◆ Required task: In the regex thread about underscore-delimited strings, what kind of tool does the asker say they are configuring?

◆ Passage provided:
------------------------------------------------------------

0

I have a string with 5 pieces of data delimited by underscores:

AAA_BBB_CCC_DDD_EEE

I want a different regex for each component. The regex needs to return just the one component. For example, the first would return just AAA, the second for BBB, etc.

I am able to parse out AAA with the following:

^([^_]*)?

I see that I can do a look-around like this to find:

(?<=[^_]*_).*
BBB_CCC_DDD_EEE

But the following can not find just BBB

(?<=[^_]*_)[^_]*(?=_)
George Hernando
  • 2,480
  • 7
  • 36
  • 56
  • 1
    what is your question please! – YCF_L Apr 11 '18 at 21:51
  • and is it Java or JS? 'cause `(?<=[^_]*_).*` wouldn't work in Java. – revo Apr 11 '18 at 21:54
  • 1
    You really don't want to split the string first? – dnault Apr 11 '18 at 21:56
  • ? >> I want a different regex for each component. I would like to get 5 separate regex expressions, one to find each of the five components with no other text I am configuring a tool based on Java that accepts only a single regex statement. – George Hernando Apr 11 '18 at 21:58
  • Does it have to match the whole expression or can you use a capturing group? – shmosel Apr 11 '18 at 22:09
  • It needs to match the whole expression – George Hernando Apr 11 '18 at 22:19
  • Possible duplicate of [Splitting a nested string keeping quotation marks](https://stackoverflow.com/questions/36292591/splitting-a-nested-string-keeping-quotation-marks) – Ethan Moore Apr 11 '18 at 23:14
  • are the strings between the "_" constant length? – AndresDLRG Apr 11 '18 at 23:21
  • 2
    This is arguably not what Regexes are for (especially considering Java Regexes don't support variable-length look-behind), and **objectively** much more **simply** achieved using `str.split("_")` (which would coincidentally also be much more readable). – ccjmne Apr 12 '18 at 00:03
  • @ccjmne Java supports variable-length lookbehinds but not infinite lookbehinds. – revo Apr 12 '18 at 06:48
  • Ah! Wow, I was really convinced it wasn't a thing in Java. Thanks @revo – ccjmne Apr 12 '18 at 09:53

2 Answers2

0

Mixing lookbehind and lookahead

^([^_]+)? // 1st
(?<=_)[^_]+ // 2nd
(?<=_)[^_]+(?=_[^_]+_[^_]+$) // 3rd
(?<=_)[^_]+(?=_[^_]+$) // 4th
[^_]+$ // 5th

Just if the lengths of the strings beetween the "_" are known it can be like this

1st match

^([^_]+)?

2nd match

(?<=_)\K[^_]+

3rd match

(?<=_[A-Za-z]{3}_)\K[^_]+

4th match

(?<=_[A-Za-z]{3}_[A-Za-z]{3}_)\K[^_]+

5th match

(?<=_[A-Za-z]{3}_[A-Za-z]{3}_[A-Za-z]{3}_)\K[^_]+

each {3} is expressing the length of the string beetween "_"

AndresDLRG
  • 136
  • 7
0

If your string is always uses underscores, you might use 1 regex to capture your values in a capturing group by repeating the pattern of what is before (in this case NOT an underscore followed by an underscore) using a quantifier which you can change like {3}.

------------------------------------------------------------

◆ Records:
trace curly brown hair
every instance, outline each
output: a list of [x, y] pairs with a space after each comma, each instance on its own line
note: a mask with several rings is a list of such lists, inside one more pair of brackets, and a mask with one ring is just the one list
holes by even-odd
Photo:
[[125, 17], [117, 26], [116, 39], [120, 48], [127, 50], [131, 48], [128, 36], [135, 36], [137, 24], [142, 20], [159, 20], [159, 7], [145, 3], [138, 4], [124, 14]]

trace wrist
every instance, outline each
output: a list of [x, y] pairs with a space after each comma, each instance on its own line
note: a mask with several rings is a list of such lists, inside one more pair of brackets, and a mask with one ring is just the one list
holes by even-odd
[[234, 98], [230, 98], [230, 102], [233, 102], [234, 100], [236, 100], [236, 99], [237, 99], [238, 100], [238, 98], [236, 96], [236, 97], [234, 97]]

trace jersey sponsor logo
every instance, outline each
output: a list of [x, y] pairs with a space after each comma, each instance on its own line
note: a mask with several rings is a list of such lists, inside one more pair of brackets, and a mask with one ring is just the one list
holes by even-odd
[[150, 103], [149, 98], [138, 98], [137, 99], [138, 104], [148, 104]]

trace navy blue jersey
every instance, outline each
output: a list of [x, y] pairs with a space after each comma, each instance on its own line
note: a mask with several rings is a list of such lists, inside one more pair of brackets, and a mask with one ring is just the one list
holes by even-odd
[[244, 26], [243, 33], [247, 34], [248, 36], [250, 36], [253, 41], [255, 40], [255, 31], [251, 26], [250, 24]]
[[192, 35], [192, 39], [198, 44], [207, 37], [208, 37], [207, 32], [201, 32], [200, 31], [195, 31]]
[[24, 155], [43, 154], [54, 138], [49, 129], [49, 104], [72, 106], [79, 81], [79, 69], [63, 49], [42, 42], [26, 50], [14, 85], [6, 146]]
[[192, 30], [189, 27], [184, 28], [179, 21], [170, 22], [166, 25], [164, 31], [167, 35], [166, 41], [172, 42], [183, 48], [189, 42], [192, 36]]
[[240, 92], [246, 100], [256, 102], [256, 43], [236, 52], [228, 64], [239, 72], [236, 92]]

------------------------------------------------------------

◆ Response to this exercise: A Java-based tool that accepts only a single regex statement.